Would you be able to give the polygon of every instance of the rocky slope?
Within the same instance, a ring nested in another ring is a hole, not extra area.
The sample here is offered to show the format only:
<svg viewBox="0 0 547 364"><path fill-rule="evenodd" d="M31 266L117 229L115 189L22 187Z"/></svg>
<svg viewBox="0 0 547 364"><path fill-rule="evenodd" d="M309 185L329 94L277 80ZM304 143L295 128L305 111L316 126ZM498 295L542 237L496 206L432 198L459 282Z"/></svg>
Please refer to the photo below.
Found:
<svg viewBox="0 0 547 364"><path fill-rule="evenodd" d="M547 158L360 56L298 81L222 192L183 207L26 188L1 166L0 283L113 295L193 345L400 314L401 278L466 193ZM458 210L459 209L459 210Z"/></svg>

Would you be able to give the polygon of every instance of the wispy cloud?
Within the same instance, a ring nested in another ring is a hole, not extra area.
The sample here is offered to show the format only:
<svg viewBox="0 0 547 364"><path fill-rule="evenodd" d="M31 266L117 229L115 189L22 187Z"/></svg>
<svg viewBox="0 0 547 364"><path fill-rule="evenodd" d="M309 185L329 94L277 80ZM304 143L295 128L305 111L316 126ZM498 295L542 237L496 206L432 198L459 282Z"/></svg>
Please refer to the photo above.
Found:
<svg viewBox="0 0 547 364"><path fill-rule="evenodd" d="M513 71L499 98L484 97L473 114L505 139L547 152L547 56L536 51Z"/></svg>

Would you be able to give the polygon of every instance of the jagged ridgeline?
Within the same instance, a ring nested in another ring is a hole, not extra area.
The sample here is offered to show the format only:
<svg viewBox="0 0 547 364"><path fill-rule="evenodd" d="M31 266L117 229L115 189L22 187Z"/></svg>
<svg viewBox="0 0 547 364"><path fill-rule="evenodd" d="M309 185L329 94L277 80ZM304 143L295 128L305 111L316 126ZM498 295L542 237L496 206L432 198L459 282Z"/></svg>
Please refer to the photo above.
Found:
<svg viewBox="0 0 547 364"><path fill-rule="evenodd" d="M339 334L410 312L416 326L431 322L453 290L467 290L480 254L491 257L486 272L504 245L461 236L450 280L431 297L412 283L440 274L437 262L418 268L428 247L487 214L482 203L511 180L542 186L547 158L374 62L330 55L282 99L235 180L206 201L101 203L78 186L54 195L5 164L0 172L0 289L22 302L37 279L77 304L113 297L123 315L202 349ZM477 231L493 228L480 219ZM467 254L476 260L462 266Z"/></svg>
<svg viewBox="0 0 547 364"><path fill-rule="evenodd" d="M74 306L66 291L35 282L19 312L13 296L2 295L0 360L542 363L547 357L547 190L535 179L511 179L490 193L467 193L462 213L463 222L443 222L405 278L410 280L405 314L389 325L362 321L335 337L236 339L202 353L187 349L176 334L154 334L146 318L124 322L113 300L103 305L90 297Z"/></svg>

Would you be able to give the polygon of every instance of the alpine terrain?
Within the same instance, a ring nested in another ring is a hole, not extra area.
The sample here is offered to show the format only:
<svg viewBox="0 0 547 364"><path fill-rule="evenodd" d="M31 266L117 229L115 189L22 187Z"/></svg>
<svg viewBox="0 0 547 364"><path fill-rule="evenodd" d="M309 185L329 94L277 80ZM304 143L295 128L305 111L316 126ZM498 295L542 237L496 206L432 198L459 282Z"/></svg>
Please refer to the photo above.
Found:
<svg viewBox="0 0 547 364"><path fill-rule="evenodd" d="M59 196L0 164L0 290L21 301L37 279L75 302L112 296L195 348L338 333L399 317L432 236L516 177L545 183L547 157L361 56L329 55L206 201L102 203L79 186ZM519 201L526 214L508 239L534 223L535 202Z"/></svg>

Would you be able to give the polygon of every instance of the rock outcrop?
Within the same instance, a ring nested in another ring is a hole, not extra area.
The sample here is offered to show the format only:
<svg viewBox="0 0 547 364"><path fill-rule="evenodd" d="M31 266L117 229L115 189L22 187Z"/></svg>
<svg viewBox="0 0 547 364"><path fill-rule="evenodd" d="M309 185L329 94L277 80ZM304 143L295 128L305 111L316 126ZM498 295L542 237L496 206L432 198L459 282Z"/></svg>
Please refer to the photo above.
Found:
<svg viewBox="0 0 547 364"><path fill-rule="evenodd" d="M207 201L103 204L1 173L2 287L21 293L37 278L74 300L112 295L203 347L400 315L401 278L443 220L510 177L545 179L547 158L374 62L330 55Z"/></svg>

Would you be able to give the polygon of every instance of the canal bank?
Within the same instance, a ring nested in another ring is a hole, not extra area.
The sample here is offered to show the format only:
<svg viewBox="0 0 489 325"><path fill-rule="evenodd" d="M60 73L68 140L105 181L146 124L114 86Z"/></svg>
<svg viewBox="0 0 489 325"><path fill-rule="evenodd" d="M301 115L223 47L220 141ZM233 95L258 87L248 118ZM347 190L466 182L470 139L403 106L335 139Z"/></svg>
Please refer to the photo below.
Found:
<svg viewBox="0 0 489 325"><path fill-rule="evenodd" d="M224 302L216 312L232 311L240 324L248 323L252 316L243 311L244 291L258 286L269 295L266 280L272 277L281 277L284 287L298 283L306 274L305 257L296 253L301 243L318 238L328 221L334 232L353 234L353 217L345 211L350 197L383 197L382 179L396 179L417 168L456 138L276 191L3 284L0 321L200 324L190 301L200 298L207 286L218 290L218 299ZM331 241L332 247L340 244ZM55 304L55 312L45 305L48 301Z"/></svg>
- - -
■ **WHAT IS NEEDED**
Starting at the line that contains "the canal bank?" and ending at the last of the items, write those lines out again with "sample" replaced by "model" and nothing else changed.

■ **ANSWER FOR THE TASK**
Would you be able to give the polygon of every instance of the canal bank?
Within the same instance, a ring nested in another ring is a hole, not extra area.
The model here is offered to show the format only:
<svg viewBox="0 0 489 325"><path fill-rule="evenodd" d="M60 73L68 140L105 181L146 124L114 86Z"/></svg>
<svg viewBox="0 0 489 325"><path fill-rule="evenodd" d="M301 115L223 47L220 141ZM233 95L258 87L248 118ZM347 190L466 182L470 139L403 106L335 139Z"/></svg>
Please refer to the photo below.
Found:
<svg viewBox="0 0 489 325"><path fill-rule="evenodd" d="M224 302L216 312L232 311L240 324L248 323L252 316L243 311L244 291L258 286L269 295L266 280L272 277L281 277L284 287L298 283L306 274L305 257L296 253L301 243L318 238L328 221L334 232L353 234L353 217L345 211L350 197L383 197L382 179L396 179L417 168L456 138L276 191L3 284L0 321L200 324L190 301L200 298L207 286L218 290L218 299ZM331 241L332 247L340 244ZM55 304L55 312L45 305L48 301Z"/></svg>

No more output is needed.